◆ **PROBLEM DESCRIPTION**: From the material below, extract every line that contains the word "cabinet", and copy each one in full.

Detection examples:
================================

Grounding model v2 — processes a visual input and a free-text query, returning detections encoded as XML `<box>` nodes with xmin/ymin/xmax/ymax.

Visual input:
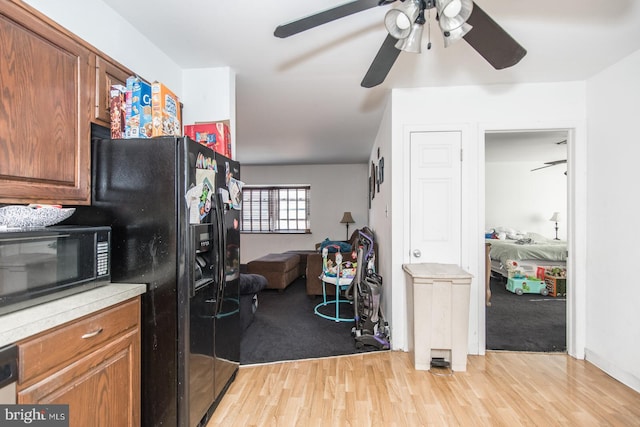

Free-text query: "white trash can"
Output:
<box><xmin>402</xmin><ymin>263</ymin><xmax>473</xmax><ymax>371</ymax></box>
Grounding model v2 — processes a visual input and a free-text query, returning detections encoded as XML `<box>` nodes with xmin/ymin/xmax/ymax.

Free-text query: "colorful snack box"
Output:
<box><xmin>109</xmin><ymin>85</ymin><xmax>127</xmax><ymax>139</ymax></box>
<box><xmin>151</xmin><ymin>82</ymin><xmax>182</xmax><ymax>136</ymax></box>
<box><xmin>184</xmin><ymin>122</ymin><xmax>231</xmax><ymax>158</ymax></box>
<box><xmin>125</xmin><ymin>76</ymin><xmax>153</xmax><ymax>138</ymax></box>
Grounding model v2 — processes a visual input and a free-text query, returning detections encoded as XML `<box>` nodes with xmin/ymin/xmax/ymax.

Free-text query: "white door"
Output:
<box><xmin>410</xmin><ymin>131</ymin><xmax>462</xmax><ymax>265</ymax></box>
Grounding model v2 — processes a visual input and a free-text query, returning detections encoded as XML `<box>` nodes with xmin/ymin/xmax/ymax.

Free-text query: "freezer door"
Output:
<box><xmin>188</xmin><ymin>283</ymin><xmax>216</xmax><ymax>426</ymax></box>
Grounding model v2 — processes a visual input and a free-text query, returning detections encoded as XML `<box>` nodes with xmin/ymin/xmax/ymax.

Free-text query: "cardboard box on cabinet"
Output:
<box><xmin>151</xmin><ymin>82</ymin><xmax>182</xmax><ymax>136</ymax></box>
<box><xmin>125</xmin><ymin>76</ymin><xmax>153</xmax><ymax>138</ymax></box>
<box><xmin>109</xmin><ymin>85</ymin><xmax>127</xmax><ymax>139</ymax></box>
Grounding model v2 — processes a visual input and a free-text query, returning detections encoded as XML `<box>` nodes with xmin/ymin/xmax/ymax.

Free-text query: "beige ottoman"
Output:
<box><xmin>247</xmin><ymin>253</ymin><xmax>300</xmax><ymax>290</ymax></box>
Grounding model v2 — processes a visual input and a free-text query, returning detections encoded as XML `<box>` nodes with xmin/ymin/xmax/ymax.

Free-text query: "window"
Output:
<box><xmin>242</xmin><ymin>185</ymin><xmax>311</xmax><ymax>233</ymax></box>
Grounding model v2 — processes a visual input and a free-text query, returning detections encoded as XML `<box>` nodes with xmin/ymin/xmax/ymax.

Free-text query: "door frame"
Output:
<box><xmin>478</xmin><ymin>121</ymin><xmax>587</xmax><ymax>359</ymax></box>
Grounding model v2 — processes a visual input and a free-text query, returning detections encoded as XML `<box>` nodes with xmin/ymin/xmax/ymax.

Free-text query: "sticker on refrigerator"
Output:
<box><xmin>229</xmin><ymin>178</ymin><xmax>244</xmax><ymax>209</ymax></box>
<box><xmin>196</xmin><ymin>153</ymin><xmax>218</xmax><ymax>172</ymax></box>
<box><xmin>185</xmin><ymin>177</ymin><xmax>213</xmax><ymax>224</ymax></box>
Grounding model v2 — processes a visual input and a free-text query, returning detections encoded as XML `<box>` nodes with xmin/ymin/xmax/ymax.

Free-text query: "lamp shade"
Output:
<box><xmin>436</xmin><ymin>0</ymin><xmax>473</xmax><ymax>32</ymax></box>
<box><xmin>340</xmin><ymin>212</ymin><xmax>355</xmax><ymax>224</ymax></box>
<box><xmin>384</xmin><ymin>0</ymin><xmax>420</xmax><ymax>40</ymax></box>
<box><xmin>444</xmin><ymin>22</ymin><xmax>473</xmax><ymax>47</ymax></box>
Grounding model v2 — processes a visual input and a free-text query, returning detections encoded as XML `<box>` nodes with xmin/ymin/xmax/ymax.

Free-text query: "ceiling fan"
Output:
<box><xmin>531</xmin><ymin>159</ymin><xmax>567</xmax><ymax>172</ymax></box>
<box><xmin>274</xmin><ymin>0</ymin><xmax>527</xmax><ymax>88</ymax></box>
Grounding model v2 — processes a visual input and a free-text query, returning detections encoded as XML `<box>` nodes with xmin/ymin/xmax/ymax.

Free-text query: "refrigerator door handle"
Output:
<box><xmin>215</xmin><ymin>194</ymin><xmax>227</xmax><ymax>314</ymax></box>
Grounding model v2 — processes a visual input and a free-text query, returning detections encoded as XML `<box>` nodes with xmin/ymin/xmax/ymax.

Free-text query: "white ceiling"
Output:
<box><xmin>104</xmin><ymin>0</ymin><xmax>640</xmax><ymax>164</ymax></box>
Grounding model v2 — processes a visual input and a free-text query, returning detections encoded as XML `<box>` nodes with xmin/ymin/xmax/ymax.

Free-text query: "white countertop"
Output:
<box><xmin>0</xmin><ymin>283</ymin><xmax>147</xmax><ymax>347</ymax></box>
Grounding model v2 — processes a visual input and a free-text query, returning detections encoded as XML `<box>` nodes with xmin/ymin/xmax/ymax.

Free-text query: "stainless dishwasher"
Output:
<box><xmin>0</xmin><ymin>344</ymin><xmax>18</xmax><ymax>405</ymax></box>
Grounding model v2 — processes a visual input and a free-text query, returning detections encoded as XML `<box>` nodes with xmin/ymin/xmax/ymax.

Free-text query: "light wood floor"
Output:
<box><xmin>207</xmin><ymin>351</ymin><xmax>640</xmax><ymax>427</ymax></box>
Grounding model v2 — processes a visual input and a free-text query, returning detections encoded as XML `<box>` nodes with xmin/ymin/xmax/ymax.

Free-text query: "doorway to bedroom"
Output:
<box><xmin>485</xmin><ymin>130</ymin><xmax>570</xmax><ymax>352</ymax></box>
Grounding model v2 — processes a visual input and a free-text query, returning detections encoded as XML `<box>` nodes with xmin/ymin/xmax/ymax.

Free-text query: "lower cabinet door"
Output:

================================

◆ **EXPECTED OUTPUT**:
Free-text query: "cardboard box on cabinet"
Free-text query: "lower cabinet door"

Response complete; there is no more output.